[Labeled region records]
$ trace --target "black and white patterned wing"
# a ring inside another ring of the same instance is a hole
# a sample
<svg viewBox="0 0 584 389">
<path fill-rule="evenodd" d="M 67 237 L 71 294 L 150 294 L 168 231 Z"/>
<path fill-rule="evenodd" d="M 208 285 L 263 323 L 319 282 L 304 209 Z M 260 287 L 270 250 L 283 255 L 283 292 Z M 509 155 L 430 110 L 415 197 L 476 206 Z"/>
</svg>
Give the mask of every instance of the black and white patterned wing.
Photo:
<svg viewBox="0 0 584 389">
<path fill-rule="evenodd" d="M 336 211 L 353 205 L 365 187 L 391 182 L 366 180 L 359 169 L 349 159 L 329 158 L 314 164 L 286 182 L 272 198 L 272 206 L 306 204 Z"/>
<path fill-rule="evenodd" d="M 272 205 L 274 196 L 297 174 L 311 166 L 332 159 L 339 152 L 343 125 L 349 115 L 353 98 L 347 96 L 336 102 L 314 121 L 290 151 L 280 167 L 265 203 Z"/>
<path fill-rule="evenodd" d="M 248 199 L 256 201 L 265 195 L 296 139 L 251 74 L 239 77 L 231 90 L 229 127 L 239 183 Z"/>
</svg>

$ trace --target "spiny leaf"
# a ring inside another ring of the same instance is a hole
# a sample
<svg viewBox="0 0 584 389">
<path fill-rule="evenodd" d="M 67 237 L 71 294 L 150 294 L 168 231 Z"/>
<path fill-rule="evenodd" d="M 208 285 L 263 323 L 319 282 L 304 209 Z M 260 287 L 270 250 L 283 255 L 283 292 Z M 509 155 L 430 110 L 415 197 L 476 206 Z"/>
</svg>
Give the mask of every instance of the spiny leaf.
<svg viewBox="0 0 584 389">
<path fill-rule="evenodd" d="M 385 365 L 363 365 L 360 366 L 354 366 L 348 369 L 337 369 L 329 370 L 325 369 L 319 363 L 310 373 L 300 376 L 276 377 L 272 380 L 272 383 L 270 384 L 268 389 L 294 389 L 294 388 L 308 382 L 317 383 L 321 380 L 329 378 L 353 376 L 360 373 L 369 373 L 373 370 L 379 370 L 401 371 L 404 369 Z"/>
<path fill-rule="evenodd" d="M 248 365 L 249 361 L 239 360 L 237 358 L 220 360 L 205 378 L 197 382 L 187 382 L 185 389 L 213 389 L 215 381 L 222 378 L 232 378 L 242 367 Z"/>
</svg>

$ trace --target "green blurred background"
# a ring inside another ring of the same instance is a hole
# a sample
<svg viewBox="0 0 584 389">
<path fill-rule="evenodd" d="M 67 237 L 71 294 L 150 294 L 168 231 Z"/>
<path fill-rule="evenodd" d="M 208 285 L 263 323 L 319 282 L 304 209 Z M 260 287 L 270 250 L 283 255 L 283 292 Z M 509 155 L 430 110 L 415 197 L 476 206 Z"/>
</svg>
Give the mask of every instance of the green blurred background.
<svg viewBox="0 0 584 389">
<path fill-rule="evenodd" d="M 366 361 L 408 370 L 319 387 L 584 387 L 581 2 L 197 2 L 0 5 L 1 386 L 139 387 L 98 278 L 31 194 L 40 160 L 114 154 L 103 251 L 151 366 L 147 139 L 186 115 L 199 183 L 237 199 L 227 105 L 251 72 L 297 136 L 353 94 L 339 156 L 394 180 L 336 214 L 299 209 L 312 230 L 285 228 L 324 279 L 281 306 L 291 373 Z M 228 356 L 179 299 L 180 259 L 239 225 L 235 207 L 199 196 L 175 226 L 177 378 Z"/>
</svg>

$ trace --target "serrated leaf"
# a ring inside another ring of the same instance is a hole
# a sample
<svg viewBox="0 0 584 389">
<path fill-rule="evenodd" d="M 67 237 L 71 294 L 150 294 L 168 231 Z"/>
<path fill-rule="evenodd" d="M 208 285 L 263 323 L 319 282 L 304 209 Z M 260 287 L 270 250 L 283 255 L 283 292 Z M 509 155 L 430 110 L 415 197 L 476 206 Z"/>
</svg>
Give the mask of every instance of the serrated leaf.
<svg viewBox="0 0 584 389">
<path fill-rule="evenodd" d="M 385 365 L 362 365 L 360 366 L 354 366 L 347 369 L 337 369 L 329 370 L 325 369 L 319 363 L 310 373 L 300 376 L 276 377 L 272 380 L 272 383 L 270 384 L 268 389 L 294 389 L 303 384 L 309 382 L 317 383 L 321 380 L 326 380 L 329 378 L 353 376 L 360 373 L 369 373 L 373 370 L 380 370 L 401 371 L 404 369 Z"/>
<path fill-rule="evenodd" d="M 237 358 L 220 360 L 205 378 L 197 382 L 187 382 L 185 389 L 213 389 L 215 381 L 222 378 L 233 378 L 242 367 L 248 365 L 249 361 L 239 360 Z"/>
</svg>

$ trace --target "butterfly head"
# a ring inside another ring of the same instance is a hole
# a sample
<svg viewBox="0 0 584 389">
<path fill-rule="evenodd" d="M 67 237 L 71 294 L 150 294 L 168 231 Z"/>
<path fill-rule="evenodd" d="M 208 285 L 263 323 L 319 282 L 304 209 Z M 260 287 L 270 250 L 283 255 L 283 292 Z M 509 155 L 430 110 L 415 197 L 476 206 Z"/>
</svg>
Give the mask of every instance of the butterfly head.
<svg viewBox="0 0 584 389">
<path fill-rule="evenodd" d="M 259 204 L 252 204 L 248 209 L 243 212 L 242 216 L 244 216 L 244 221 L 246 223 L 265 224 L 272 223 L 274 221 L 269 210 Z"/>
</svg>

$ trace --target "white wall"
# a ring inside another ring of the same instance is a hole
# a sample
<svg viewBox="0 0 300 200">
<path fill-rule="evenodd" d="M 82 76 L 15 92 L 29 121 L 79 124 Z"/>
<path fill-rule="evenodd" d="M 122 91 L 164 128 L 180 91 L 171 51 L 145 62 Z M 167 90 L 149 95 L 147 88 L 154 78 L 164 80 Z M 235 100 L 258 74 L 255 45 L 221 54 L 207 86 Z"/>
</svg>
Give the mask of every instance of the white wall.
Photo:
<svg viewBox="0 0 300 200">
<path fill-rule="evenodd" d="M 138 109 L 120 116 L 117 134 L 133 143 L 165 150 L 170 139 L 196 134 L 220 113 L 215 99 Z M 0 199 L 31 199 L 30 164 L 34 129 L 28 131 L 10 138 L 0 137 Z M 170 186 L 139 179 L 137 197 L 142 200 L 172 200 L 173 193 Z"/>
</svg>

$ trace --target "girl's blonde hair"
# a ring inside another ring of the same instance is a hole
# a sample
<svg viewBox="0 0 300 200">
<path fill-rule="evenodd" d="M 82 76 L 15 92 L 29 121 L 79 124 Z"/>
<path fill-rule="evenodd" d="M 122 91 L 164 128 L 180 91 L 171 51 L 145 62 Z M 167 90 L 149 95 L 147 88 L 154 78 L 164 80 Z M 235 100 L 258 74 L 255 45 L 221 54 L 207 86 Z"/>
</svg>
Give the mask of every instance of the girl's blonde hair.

* [Written problem]
Restate each of the entries above verbatim.

* [Answer to the problem]
$ trace --target "black and white patterned wing"
# a ring inside another ring of the same instance is a hole
# a sample
<svg viewBox="0 0 584 389">
<path fill-rule="evenodd" d="M 67 237 L 71 294 L 150 294 L 168 231 Z"/>
<path fill-rule="evenodd" d="M 208 285 L 263 323 L 319 282 L 304 209 Z M 260 287 L 270 250 L 283 255 L 283 292 Z M 509 155 L 430 110 L 415 197 L 476 206 Z"/>
</svg>
Give the mask of every instance of the black and white patterned wing.
Photo:
<svg viewBox="0 0 584 389">
<path fill-rule="evenodd" d="M 336 211 L 353 205 L 365 187 L 391 182 L 366 180 L 359 169 L 349 159 L 329 158 L 314 164 L 286 182 L 272 198 L 272 206 L 306 204 Z"/>
<path fill-rule="evenodd" d="M 272 205 L 274 196 L 297 174 L 311 166 L 332 159 L 339 152 L 343 125 L 349 115 L 353 98 L 347 96 L 336 102 L 314 121 L 290 151 L 280 167 L 265 203 Z"/>
<path fill-rule="evenodd" d="M 248 199 L 256 201 L 265 195 L 296 139 L 251 74 L 239 77 L 231 90 L 229 127 L 239 183 Z"/>
</svg>

$ trace --target "spiny leaf"
# a ring inside another ring of the same instance is a hole
# a sample
<svg viewBox="0 0 584 389">
<path fill-rule="evenodd" d="M 67 237 L 71 294 L 150 294 L 168 231 Z"/>
<path fill-rule="evenodd" d="M 208 285 L 263 323 L 319 282 L 304 209 Z M 260 287 L 270 250 L 283 255 L 283 292 Z M 509 155 L 430 110 L 415 197 L 476 206 Z"/>
</svg>
Give the mask of every instance of the spiny leaf.
<svg viewBox="0 0 584 389">
<path fill-rule="evenodd" d="M 385 365 L 363 365 L 360 366 L 354 366 L 348 369 L 337 369 L 329 370 L 325 369 L 319 363 L 310 373 L 300 376 L 276 377 L 272 380 L 272 383 L 270 384 L 268 389 L 294 389 L 294 388 L 308 382 L 317 383 L 321 380 L 329 378 L 353 376 L 360 373 L 369 373 L 373 370 L 379 370 L 401 371 L 404 369 Z"/>
<path fill-rule="evenodd" d="M 248 365 L 249 361 L 239 360 L 237 358 L 220 360 L 205 378 L 197 382 L 187 382 L 185 389 L 213 389 L 215 381 L 222 378 L 232 378 L 242 367 Z"/>
</svg>

$ trace --target "green blurred background"
# a ring inside another ring of the same instance is a hole
# a sample
<svg viewBox="0 0 584 389">
<path fill-rule="evenodd" d="M 67 237 L 71 294 L 150 294 L 168 231 Z"/>
<path fill-rule="evenodd" d="M 208 285 L 263 323 L 319 282 L 304 209 Z M 260 287 L 270 250 L 283 255 L 283 292 Z M 509 155 L 430 110 L 415 197 L 476 206 Z"/>
</svg>
Give the mask of every instance of the green blurred background.
<svg viewBox="0 0 584 389">
<path fill-rule="evenodd" d="M 366 361 L 408 370 L 319 387 L 584 387 L 581 2 L 197 2 L 0 5 L 1 386 L 139 387 L 98 278 L 31 194 L 40 160 L 114 154 L 103 251 L 151 366 L 147 139 L 186 115 L 199 183 L 237 199 L 227 105 L 251 72 L 297 136 L 353 94 L 339 156 L 394 180 L 336 214 L 299 209 L 312 230 L 285 228 L 324 279 L 281 306 L 291 373 Z M 228 356 L 179 299 L 180 259 L 239 225 L 235 207 L 199 196 L 175 226 L 177 378 Z"/>
</svg>

$ trace --target "serrated leaf"
# a ring inside another ring of the same instance is a hole
# a sample
<svg viewBox="0 0 584 389">
<path fill-rule="evenodd" d="M 67 237 L 71 294 L 150 294 L 168 231 Z"/>
<path fill-rule="evenodd" d="M 208 285 L 263 323 L 319 282 L 304 209 Z M 260 287 L 270 250 L 283 255 L 283 292 Z M 509 155 L 430 110 L 415 197 L 476 206 Z"/>
</svg>
Give the mask of every instance of the serrated leaf.
<svg viewBox="0 0 584 389">
<path fill-rule="evenodd" d="M 385 365 L 362 365 L 360 366 L 354 366 L 347 369 L 337 369 L 329 370 L 325 369 L 319 363 L 310 373 L 300 376 L 276 377 L 272 380 L 272 383 L 270 384 L 268 389 L 294 389 L 303 384 L 309 382 L 317 383 L 321 380 L 326 380 L 329 378 L 353 376 L 360 373 L 369 373 L 373 370 L 380 370 L 401 371 L 404 369 Z"/>
<path fill-rule="evenodd" d="M 237 358 L 220 360 L 205 378 L 197 382 L 187 382 L 185 389 L 213 389 L 215 381 L 222 378 L 233 378 L 242 367 L 248 365 L 249 361 L 239 360 Z"/>
</svg>

$ trace --target "butterfly head"
# a ring inside another ring of the same instance is a hole
# a sample
<svg viewBox="0 0 584 389">
<path fill-rule="evenodd" d="M 67 237 L 71 294 L 150 294 L 168 231 Z"/>
<path fill-rule="evenodd" d="M 208 285 L 263 323 L 319 282 L 304 209 Z M 260 287 L 270 250 L 283 255 L 283 292 Z M 509 155 L 430 110 L 415 197 L 476 206 Z"/>
</svg>
Give the mask of every instance of the butterfly head.
<svg viewBox="0 0 584 389">
<path fill-rule="evenodd" d="M 259 204 L 252 204 L 248 209 L 243 212 L 242 216 L 244 216 L 244 221 L 246 223 L 265 224 L 272 223 L 274 221 L 269 210 Z"/>
</svg>

$ trace --target "white wall"
# a ring inside another ring of the same instance is a hole
# a sample
<svg viewBox="0 0 300 200">
<path fill-rule="evenodd" d="M 82 76 L 15 92 L 29 121 L 79 124 Z"/>
<path fill-rule="evenodd" d="M 122 91 L 164 128 L 180 91 L 171 51 L 145 62 Z M 167 90 L 149 95 L 147 88 L 154 78 L 164 80 Z M 235 100 L 258 74 L 255 45 L 221 54 L 207 86 Z"/>
</svg>
Give the mask of every instance of the white wall.
Photo:
<svg viewBox="0 0 300 200">
<path fill-rule="evenodd" d="M 138 109 L 120 116 L 117 134 L 133 143 L 165 150 L 170 139 L 196 134 L 220 113 L 215 99 Z M 0 199 L 31 199 L 30 164 L 34 129 L 28 131 L 10 138 L 0 137 Z M 170 186 L 139 179 L 137 197 L 142 200 L 172 200 L 173 193 Z"/>
</svg>

$ trace --target "girl's blonde hair"
# a ring inside another ring of the same instance is a hole
# a sample
<svg viewBox="0 0 300 200">
<path fill-rule="evenodd" d="M 82 76 L 15 92 L 29 121 L 79 124 Z"/>
<path fill-rule="evenodd" d="M 122 91 L 164 128 L 180 91 L 171 51 L 145 62 Z M 167 90 L 149 95 L 147 88 L 154 78 L 164 80 Z M 235 100 L 258 74 L 255 45 L 221 54 L 207 86 Z"/>
</svg>
Give the mask of every instance of the girl's blonde hair.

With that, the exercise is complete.